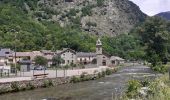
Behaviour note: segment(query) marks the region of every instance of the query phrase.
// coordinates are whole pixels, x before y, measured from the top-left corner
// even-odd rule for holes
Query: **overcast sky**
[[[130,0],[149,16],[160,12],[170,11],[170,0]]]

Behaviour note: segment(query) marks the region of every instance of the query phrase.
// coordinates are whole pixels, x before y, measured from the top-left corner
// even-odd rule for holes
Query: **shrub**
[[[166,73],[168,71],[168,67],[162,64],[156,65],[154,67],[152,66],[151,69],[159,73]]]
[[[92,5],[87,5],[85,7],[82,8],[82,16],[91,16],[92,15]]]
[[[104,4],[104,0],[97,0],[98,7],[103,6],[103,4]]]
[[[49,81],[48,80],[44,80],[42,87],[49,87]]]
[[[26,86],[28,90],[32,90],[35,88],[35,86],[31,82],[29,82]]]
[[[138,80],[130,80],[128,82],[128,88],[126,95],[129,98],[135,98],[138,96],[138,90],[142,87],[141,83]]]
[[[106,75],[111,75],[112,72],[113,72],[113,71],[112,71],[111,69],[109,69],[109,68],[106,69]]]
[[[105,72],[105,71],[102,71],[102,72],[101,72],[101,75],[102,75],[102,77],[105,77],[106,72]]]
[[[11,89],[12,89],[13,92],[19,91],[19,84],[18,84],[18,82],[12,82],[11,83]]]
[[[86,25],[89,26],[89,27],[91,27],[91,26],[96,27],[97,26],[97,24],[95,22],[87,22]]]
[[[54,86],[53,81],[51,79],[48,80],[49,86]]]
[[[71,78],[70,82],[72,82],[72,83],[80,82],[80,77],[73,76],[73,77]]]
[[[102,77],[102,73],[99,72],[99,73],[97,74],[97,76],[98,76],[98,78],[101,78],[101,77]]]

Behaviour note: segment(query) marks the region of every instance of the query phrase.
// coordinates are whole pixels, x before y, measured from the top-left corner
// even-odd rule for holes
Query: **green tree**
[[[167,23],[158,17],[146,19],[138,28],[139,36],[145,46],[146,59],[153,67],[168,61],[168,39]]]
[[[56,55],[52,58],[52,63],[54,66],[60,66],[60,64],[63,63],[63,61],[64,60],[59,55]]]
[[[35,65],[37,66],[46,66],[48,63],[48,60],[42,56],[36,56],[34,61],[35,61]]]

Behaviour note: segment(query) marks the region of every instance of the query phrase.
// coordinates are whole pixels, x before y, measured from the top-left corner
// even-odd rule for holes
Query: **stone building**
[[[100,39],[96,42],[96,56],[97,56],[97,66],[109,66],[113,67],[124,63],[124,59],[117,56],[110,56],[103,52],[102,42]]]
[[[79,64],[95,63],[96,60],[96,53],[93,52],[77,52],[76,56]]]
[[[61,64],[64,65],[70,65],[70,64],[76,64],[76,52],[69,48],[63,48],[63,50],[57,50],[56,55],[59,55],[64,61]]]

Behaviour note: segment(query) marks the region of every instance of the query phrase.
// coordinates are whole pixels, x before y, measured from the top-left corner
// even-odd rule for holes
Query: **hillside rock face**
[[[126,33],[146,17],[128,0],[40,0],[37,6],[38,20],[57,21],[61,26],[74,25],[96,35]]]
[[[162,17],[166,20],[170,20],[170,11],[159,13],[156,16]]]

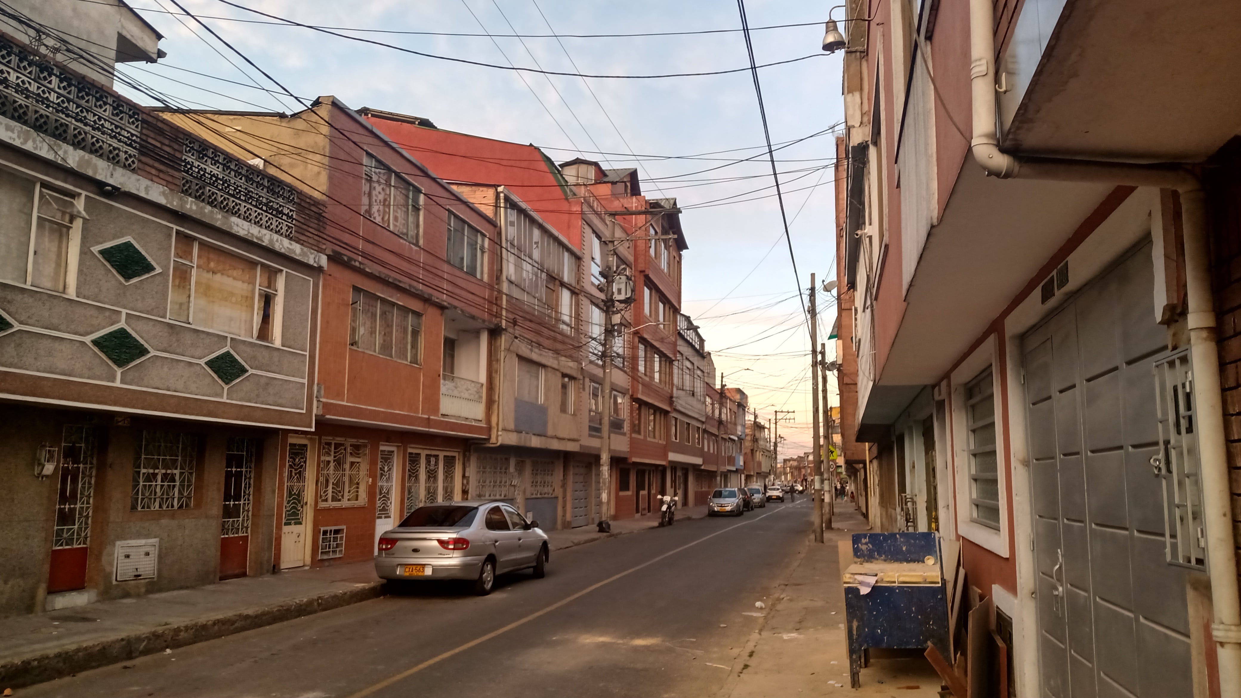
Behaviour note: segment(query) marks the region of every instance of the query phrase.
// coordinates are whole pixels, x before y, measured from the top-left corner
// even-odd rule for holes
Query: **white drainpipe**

_WHAT TO DO_: Reproduce the material from its beginning through the line that contains "[[[130,0],[149,16],[160,12],[170,11],[170,0]]]", both ends included, increasing every polygon coordinate by 79. Leave the pictures out of your answer.

_CORRECT OUTPUT_:
Behaviour note: segment(query) marks the region of every instance of the query phrase.
// coordinates are whole pixels, x before y, measured from the top-left corner
// even-odd rule for holes
Query: **overcast sky**
[[[209,79],[228,95],[239,91],[249,90],[249,79]]]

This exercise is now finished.